**Exercise instructions:**
Copy each line below that has "card".

**Exercise material:**
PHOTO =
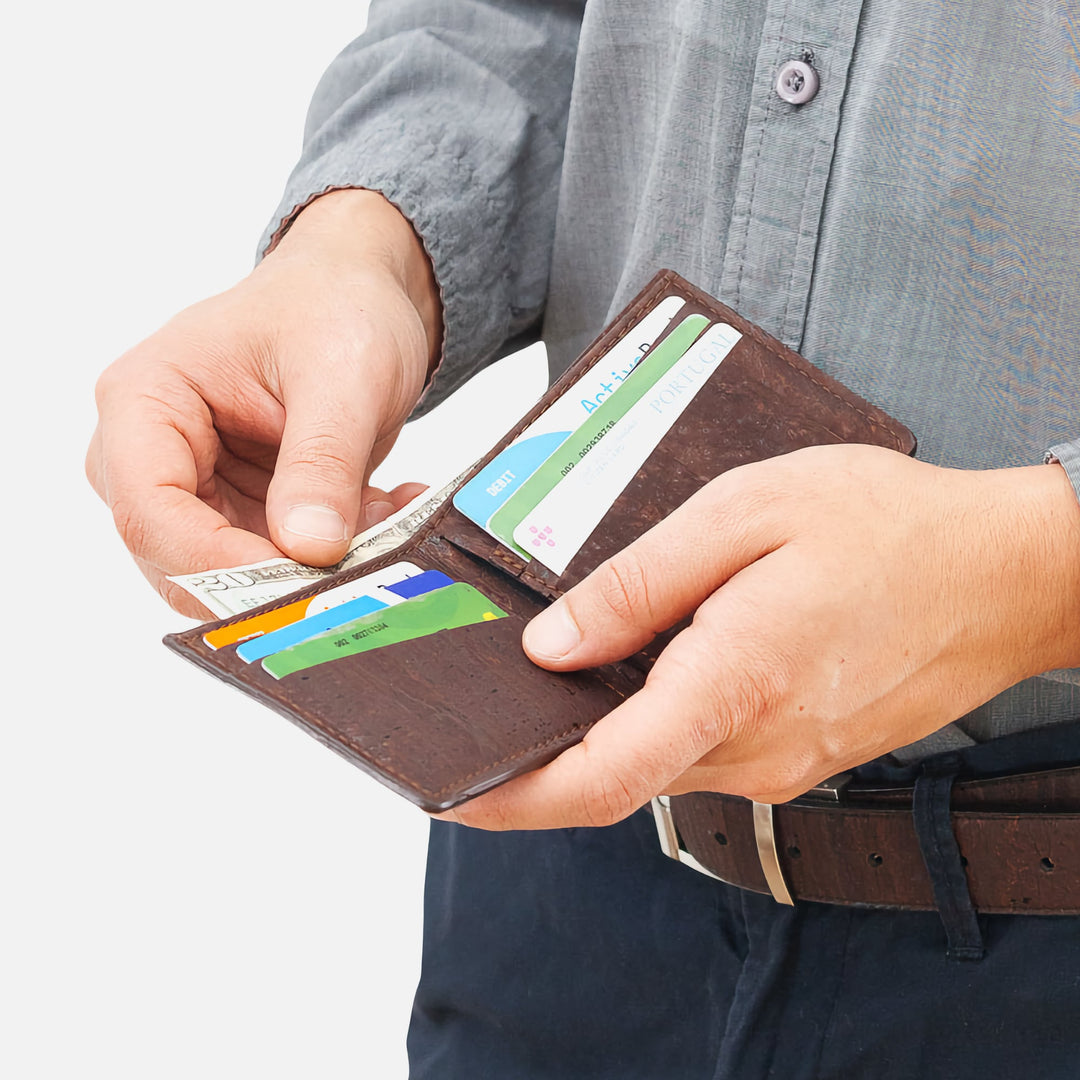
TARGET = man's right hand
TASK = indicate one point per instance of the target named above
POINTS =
(248, 426)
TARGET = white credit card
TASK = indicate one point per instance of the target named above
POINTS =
(567, 515)
(496, 482)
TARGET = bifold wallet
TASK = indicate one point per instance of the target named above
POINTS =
(444, 717)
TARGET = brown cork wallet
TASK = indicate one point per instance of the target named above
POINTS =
(444, 717)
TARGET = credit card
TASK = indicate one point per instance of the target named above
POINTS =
(497, 481)
(592, 432)
(457, 605)
(288, 613)
(564, 520)
(321, 622)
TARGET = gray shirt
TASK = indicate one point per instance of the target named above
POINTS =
(912, 229)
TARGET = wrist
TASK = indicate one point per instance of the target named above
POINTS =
(364, 228)
(1045, 564)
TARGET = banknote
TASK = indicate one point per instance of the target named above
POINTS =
(239, 589)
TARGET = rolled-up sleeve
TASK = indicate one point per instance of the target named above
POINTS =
(455, 111)
(1068, 456)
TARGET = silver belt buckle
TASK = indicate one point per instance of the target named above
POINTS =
(827, 791)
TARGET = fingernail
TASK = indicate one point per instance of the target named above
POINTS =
(375, 512)
(315, 523)
(552, 635)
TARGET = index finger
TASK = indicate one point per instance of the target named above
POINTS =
(150, 470)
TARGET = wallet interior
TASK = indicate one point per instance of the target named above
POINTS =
(445, 717)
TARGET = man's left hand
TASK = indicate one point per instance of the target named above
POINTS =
(846, 601)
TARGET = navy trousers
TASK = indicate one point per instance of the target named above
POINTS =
(588, 954)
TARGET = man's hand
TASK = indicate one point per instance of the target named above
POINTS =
(248, 426)
(846, 601)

**Problem solution:**
TARGET = white credit card
TARGET = credit card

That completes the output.